# Short exercise 1
Please repeat everything in the rows from the line containing "the forklift operator" down to the end of the rows, with both ends included. Leave the pictures out of your answer.
=== Page text ===
Tuesday, October 20, 2015

LOB clause of Indo-Singapore DTAA won't apply if income of Singaporean Shipping Co. is remitted in UK

Facts
a)  Assessee (a Singaporean Shipping Company) claimed benefit of India-Singapore DTAA in respect of freight charges remitted to it by its Indian agent.
b)  AO denied to grant benefit of DTAA by invoking Limitation of benefit (LOB) clause of India-Singapore DTAA (Article 24) on ground that remittance was made by the Indian agent in UK and not in Singapore.
c)  Aggrieved by the order of AO, assessee filed an unsuccessful appeal before CIT(A). The contention of the assessee was that benefit of DTAA should be granted as it was a tax resident of Singapore and income from shipping activities is also taxable in Singapore as per Article 8 of India-Singapore DTAA.
d)  Aggrieved by the order of CIT(A) the assessee filed the instant appeal before the Tribunal
The Tribunal held in favour of assessee as under-
1)  Article 24 of India-Singapore DTAA lays down twin conditions - Firstly income should be exempt from tax in source state or is subject to low tax and, secondly said income is taxable in Singapore on receipt basis though remitted outside Singapore. But in the instant case, income of assessee was taxable on accrual basis and not on receipt basis in Singapore and his global income (including freight remitted by Indian Agent) was taxable only in Singapore as it was a tax resident of that country.
2)  Hence, benefit of India- Singapore DTAA can’t be denied and income from shipping activities shall be taxable only in Singapore even if such income is remitted outside Singapore. - Alabra Shipping Pte Ltd. v.  ITO [2015] 62 taxmann.com 185 (Rajkot - Trib.)


Monday, October 19, 2015

Foreign tax credit would be allowed even if income is exempt in India; Credit of states taxes is also allowed

The Karnataka High Court allowed credit of taxes paid outside India (which includes states taxes) in respect of an income which is exempt in India by virtue of Section 10A
Facts
a)  The assessee (‘Wipro Limited’) paid tax in foreign countries in respect of profit attributable to its permanent establishment (PE) situated outside India.
===
# Short exercise 2
Reproduce everything in the tax rulings text from "2)  Hence, benefit" down to "(Rajkot - Trib.)", word for word.
=== Given entries ===
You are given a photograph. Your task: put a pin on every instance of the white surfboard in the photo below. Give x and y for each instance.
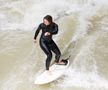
(56, 71)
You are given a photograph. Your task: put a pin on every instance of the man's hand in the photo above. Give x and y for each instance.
(47, 34)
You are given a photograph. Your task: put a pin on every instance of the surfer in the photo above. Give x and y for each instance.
(47, 44)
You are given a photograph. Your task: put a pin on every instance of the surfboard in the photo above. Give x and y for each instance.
(55, 72)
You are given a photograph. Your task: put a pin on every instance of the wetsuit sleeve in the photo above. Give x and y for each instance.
(55, 30)
(37, 31)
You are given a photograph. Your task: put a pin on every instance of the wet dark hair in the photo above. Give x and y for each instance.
(49, 18)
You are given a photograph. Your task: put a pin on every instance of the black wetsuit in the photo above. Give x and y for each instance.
(46, 42)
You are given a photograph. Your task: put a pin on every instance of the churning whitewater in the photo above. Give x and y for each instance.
(83, 34)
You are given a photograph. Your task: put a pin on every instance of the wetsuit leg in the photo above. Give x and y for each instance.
(47, 51)
(56, 50)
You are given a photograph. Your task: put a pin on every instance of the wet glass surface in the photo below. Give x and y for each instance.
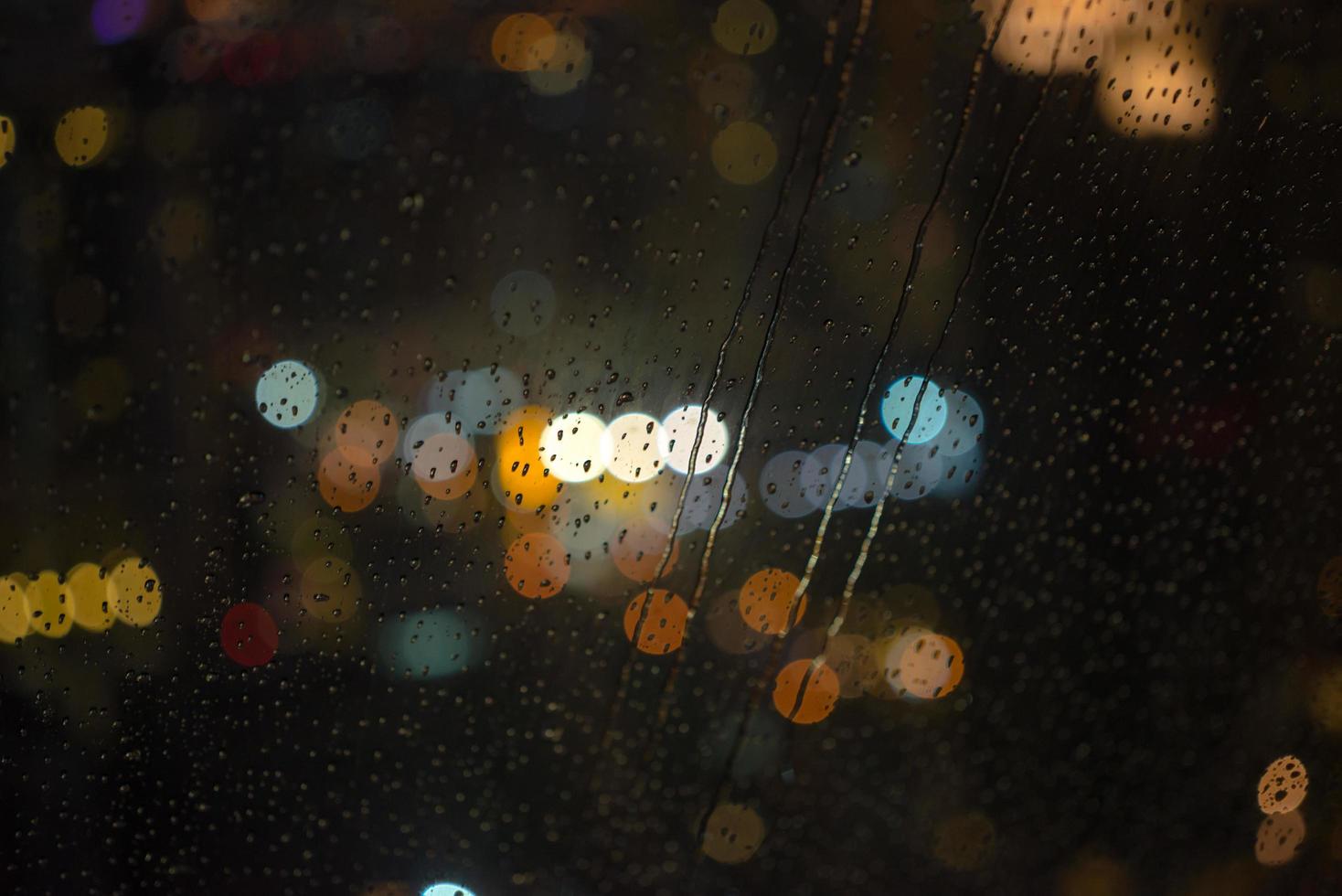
(670, 447)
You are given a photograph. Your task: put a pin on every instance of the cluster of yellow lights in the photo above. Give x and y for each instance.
(1155, 68)
(86, 135)
(548, 51)
(1281, 793)
(89, 596)
(744, 152)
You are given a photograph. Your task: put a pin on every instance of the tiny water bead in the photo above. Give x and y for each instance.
(537, 566)
(287, 393)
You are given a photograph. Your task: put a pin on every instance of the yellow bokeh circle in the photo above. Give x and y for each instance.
(91, 603)
(50, 605)
(134, 592)
(745, 27)
(744, 153)
(83, 135)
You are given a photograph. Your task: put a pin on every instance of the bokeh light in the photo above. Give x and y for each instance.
(83, 135)
(346, 485)
(1279, 838)
(1158, 86)
(479, 400)
(681, 427)
(117, 20)
(14, 608)
(249, 635)
(733, 833)
(522, 42)
(50, 605)
(817, 688)
(432, 644)
(91, 601)
(634, 447)
(287, 393)
(367, 432)
(444, 465)
(447, 890)
(570, 447)
(134, 592)
(745, 27)
(897, 410)
(522, 480)
(8, 140)
(932, 666)
(1283, 786)
(537, 566)
(655, 620)
(744, 153)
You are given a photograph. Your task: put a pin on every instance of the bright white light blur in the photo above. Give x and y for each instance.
(634, 447)
(286, 393)
(570, 447)
(681, 427)
(421, 431)
(780, 485)
(897, 410)
(446, 890)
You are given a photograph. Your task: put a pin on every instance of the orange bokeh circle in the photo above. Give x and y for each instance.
(932, 667)
(766, 601)
(663, 625)
(1282, 786)
(537, 566)
(346, 485)
(444, 465)
(819, 689)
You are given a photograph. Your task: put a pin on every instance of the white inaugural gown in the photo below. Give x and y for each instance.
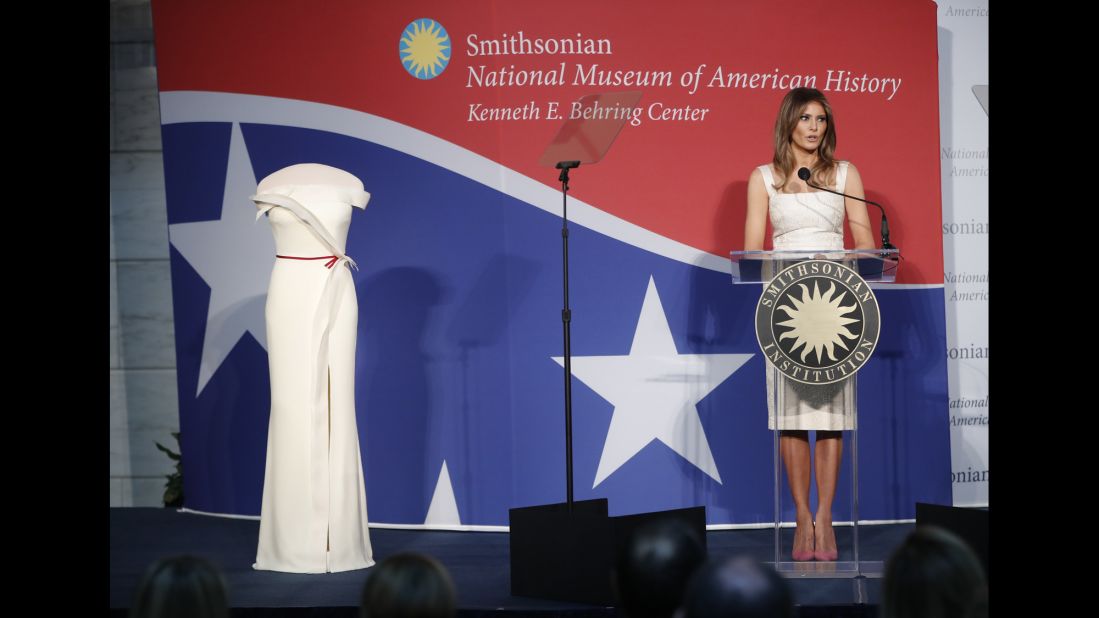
(313, 516)
(809, 221)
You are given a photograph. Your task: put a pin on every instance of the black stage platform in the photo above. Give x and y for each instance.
(478, 562)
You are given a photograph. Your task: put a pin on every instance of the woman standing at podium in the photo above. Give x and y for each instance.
(803, 218)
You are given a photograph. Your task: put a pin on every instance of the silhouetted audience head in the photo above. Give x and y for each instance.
(654, 566)
(181, 586)
(933, 574)
(408, 585)
(737, 587)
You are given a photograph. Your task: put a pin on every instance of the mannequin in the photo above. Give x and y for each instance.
(313, 517)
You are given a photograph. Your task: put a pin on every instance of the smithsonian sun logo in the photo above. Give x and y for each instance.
(424, 48)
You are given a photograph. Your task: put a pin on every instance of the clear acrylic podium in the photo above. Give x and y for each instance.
(758, 267)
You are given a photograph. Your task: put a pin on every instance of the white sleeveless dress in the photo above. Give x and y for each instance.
(809, 221)
(313, 514)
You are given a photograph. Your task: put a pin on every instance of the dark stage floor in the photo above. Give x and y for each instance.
(478, 562)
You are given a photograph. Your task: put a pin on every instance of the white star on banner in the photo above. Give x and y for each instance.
(233, 255)
(654, 390)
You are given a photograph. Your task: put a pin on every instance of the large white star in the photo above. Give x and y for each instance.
(654, 390)
(233, 255)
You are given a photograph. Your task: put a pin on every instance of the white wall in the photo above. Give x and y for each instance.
(144, 407)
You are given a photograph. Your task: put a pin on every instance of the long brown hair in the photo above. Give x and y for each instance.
(789, 112)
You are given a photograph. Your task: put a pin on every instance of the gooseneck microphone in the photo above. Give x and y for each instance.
(805, 174)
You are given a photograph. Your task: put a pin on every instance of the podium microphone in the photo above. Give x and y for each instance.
(805, 175)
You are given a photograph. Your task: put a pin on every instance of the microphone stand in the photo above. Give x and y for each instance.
(885, 222)
(566, 318)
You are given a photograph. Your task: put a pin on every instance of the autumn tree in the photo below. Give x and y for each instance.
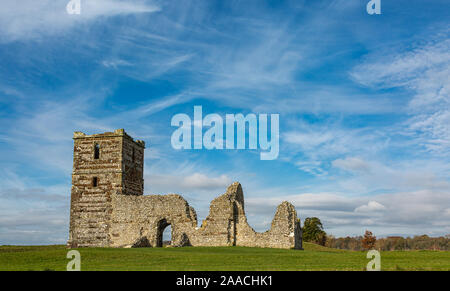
(368, 241)
(313, 231)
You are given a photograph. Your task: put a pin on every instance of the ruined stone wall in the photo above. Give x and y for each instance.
(132, 166)
(91, 205)
(115, 213)
(139, 221)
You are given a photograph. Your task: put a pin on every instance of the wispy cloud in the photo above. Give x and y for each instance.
(30, 19)
(425, 72)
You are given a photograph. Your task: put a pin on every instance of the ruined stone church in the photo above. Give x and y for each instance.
(108, 208)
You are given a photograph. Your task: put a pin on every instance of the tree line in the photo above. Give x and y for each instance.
(313, 232)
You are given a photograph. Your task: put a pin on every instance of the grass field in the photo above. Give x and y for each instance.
(314, 257)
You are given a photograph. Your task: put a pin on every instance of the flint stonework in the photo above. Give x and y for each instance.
(108, 208)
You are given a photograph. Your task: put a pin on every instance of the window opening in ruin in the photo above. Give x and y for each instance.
(96, 151)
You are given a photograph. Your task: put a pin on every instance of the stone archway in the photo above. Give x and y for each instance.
(160, 227)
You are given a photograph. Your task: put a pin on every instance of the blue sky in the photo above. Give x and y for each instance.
(363, 103)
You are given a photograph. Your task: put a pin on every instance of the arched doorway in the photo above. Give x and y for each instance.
(163, 233)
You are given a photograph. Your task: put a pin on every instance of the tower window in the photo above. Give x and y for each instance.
(96, 151)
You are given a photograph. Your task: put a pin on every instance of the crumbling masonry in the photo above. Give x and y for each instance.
(108, 208)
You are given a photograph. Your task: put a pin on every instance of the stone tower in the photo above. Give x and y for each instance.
(104, 165)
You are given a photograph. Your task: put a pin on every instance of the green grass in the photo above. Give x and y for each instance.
(314, 257)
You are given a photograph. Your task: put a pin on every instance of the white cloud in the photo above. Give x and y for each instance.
(200, 181)
(29, 19)
(425, 72)
(371, 206)
(398, 213)
(352, 164)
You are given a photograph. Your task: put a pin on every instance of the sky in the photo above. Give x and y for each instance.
(363, 103)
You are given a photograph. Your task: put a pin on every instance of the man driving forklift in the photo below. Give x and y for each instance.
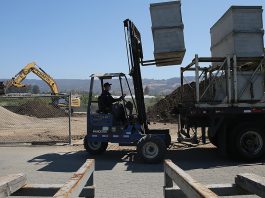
(106, 100)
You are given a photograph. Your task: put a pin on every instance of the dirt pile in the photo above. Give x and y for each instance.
(164, 110)
(39, 109)
(8, 117)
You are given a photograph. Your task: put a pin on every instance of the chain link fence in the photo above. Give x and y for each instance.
(35, 119)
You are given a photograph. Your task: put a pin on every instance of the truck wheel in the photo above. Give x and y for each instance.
(249, 142)
(167, 140)
(213, 140)
(95, 148)
(151, 149)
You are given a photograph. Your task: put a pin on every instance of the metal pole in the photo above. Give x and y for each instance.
(197, 78)
(69, 117)
(228, 79)
(235, 77)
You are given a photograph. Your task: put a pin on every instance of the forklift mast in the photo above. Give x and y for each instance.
(135, 57)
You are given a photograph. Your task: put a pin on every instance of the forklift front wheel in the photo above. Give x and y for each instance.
(95, 148)
(151, 149)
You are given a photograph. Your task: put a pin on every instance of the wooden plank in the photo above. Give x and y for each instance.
(187, 184)
(74, 186)
(48, 190)
(219, 189)
(11, 183)
(252, 183)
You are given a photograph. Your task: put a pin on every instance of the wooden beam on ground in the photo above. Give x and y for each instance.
(219, 189)
(252, 183)
(11, 183)
(189, 186)
(74, 186)
(48, 190)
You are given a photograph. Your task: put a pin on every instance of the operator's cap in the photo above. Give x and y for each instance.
(106, 84)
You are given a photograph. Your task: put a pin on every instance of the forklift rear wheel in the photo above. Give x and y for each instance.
(95, 148)
(151, 149)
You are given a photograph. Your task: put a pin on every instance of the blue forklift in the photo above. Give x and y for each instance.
(127, 123)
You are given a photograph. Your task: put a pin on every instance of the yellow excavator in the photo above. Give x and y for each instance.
(16, 81)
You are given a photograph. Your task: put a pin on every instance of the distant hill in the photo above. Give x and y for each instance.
(156, 87)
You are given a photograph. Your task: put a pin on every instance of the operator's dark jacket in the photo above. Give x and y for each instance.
(105, 101)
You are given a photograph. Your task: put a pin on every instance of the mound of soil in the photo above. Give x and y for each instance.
(38, 109)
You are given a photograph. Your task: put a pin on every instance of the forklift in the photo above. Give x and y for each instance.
(127, 124)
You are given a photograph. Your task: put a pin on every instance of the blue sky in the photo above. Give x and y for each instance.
(71, 39)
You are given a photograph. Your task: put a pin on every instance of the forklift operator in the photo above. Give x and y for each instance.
(106, 100)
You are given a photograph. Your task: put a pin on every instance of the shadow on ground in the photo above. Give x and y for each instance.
(185, 158)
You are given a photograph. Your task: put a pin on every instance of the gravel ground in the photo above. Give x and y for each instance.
(117, 173)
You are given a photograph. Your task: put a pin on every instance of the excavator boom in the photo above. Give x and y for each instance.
(32, 67)
(16, 81)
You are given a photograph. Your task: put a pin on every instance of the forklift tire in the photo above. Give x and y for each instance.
(151, 149)
(249, 142)
(95, 148)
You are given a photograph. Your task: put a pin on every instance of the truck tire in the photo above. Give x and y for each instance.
(249, 142)
(95, 148)
(151, 149)
(213, 140)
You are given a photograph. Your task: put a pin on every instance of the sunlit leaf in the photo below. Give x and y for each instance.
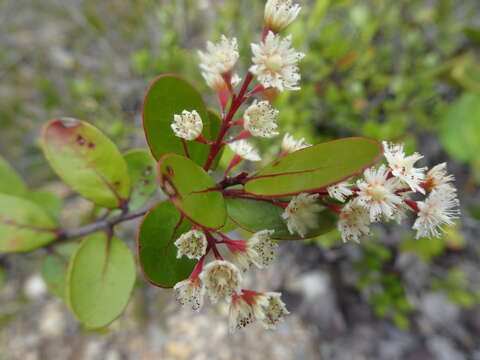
===
# Task answer 1
You are given a photograph. Your task: put a pin on every instance of the forklift operator in the photo above. Give x and y for each instance.
(106, 100)
You are given a photograph. Your task: put a pin on every instance of the shadow on ground in the photo above. Give x and y for each instance.
(185, 158)
You are given a photograph. Your task: put a pin on every instance of the gravel ground in the photo above. Give x and y for each instance.
(117, 173)
You are given a photograph. Your task: put a pin on every instance of the excavator boom in the photo above. Give x and y for each instance.
(32, 67)
(16, 81)
You are given a photograph. Your task: put a pin on every instance of the forklift tire in the photo above. Give x and y for each instance.
(151, 149)
(249, 142)
(95, 148)
You are given a photograph. Your task: put a pin on every instance of the truck tire in the photo above. Give x and y for each instance.
(249, 142)
(95, 148)
(151, 149)
(213, 140)
You are given a photograph. Your task: put a pin on every instance of the sunlit leaf in the photo below. Give x and y for each instance.

# Task answer 2
2)  Hence, benefit of India- Singapore DTAA can’t be denied and income from shipping activities shall be taxable only in Singapore even if such income is remitted outside Singapore. - Alabra Shipping Pte Ltd. v.  ITO [2015] 62 taxmann.com 185 (Rajkot - Trib.)